┌─ Record extracts

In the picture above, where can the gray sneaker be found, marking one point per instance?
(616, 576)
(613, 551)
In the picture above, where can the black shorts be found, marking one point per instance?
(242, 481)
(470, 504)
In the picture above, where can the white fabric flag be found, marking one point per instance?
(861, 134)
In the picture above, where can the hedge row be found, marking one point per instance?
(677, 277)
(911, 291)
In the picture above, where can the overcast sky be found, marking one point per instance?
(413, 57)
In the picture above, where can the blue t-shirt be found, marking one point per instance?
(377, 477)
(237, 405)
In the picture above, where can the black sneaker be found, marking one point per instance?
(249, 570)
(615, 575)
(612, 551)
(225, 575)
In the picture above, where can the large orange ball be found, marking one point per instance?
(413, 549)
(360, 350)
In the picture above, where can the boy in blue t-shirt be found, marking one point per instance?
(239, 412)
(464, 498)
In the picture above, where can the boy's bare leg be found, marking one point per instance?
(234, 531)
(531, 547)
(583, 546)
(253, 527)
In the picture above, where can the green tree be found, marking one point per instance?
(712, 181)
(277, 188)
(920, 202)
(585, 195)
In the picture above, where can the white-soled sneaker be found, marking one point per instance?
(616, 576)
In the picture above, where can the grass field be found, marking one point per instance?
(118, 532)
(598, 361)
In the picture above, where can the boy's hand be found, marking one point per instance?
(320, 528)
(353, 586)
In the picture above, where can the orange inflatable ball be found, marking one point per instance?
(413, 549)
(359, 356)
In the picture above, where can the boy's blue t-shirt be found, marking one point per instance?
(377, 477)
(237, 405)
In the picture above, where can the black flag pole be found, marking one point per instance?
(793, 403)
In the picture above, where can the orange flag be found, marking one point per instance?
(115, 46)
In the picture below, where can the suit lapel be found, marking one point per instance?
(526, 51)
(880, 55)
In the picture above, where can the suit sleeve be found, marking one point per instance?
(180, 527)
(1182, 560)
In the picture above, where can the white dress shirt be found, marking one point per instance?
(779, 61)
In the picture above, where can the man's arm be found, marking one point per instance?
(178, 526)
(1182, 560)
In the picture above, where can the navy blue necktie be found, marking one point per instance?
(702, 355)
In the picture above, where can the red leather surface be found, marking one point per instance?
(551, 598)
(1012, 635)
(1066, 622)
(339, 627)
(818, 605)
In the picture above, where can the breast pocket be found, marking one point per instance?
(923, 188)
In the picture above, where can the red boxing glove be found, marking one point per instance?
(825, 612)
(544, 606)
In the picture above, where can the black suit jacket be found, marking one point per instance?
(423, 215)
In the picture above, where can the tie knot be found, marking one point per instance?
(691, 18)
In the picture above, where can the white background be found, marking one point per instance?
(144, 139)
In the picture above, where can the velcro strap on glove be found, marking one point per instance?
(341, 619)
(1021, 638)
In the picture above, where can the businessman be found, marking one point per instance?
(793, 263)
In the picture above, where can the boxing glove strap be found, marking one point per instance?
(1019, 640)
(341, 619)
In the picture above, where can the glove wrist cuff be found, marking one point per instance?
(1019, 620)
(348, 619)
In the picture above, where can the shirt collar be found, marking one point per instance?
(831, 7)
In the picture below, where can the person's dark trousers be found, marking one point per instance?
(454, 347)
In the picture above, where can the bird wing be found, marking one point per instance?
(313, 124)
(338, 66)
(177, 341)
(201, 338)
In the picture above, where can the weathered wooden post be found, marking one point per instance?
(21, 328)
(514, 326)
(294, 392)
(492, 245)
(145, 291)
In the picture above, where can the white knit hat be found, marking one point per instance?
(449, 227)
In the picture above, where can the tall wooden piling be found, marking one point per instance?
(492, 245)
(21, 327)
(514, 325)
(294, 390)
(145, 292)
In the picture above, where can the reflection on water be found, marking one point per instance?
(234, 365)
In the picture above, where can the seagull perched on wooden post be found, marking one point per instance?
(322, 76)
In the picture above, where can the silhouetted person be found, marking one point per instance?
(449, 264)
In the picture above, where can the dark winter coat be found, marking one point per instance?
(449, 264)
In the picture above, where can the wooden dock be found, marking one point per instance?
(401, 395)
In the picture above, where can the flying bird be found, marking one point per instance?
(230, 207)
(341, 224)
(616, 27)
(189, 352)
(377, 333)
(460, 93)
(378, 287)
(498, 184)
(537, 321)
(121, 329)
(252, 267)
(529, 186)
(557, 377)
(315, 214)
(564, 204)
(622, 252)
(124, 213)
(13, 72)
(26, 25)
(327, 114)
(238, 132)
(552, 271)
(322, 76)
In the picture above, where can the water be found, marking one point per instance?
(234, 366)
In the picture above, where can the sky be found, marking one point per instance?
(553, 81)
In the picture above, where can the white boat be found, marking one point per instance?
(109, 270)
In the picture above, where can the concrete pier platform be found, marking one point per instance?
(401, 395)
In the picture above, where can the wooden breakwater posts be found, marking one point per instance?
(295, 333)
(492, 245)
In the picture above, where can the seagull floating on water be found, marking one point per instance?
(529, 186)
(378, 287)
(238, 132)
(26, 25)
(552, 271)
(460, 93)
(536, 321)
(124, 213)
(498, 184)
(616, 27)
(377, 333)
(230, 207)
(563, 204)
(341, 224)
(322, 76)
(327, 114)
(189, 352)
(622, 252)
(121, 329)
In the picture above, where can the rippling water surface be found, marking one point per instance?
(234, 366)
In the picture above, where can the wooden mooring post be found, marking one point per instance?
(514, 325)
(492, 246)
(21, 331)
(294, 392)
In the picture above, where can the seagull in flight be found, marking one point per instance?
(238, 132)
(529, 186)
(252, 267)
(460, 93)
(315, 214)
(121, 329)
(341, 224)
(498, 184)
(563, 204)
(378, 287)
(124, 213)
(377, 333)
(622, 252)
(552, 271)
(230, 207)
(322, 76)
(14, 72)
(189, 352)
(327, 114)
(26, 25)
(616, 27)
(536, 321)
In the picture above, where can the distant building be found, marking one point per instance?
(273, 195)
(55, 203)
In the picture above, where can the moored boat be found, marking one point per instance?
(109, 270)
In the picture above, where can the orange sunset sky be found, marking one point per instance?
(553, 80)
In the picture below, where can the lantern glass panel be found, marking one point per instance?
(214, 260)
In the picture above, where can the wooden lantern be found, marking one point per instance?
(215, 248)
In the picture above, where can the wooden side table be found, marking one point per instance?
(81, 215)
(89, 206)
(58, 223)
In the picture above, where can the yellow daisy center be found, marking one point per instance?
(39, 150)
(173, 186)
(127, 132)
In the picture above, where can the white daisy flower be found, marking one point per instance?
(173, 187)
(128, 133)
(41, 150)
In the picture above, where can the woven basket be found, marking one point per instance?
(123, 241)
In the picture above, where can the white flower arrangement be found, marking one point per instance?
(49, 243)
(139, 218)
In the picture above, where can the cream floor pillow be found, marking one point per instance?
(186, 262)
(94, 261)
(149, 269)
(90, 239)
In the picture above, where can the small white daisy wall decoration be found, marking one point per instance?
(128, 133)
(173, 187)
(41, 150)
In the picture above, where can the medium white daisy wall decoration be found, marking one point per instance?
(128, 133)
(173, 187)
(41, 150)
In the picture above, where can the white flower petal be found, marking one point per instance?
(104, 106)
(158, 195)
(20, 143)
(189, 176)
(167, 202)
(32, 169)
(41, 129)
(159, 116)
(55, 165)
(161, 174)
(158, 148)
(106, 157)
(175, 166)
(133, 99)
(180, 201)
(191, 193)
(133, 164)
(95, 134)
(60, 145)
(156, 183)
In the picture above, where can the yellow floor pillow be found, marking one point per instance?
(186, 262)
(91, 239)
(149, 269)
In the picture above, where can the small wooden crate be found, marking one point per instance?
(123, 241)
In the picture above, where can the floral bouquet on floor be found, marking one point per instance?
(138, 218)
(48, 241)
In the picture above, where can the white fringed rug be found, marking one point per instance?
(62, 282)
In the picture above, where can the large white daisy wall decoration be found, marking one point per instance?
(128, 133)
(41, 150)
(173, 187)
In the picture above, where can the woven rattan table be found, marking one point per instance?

└─

**Requirement**
Starting with the line containing "In the picture above, where can the cream" and going through the end of the rows, rewrite the lines with "floor pillow" switched to "floor cushion" and nothing else altered.

**Output of the task**
In the picture above, where can the cream floor cushion be found, marking one point per instance?
(186, 262)
(94, 261)
(149, 269)
(90, 239)
In the picture above, where can the small white daisy wall decoration be found, marking one point per instance?
(128, 133)
(173, 187)
(41, 150)
In the picture above, where can the medium white daisy wall decoration be found, marking one point per instance?
(128, 133)
(173, 187)
(41, 150)
In the picture above, where can the white flower petal be found, marking one point per instance?
(104, 106)
(158, 195)
(20, 143)
(189, 176)
(167, 202)
(32, 169)
(41, 129)
(159, 116)
(55, 165)
(161, 174)
(158, 148)
(106, 157)
(175, 166)
(133, 99)
(180, 201)
(191, 193)
(133, 164)
(95, 134)
(60, 145)
(156, 183)
In the picture above, where can the yellow floor cushion be found, marking one point per instance?
(186, 262)
(91, 239)
(149, 269)
In the picture above, where can the small wooden crate be found, marking one point per instance?
(123, 241)
In the picture above, where can the floral bouquet on floor be found, marking one point per instance?
(138, 218)
(48, 241)
In the picture above, where can the white fringed rug be found, marking one point per instance?
(62, 282)
In the picture above, where can the large white daisy wall decoration be found, marking one point per instance?
(128, 133)
(41, 150)
(173, 187)
In the picture above, where can the woven rattan table be found, marking one point per instance?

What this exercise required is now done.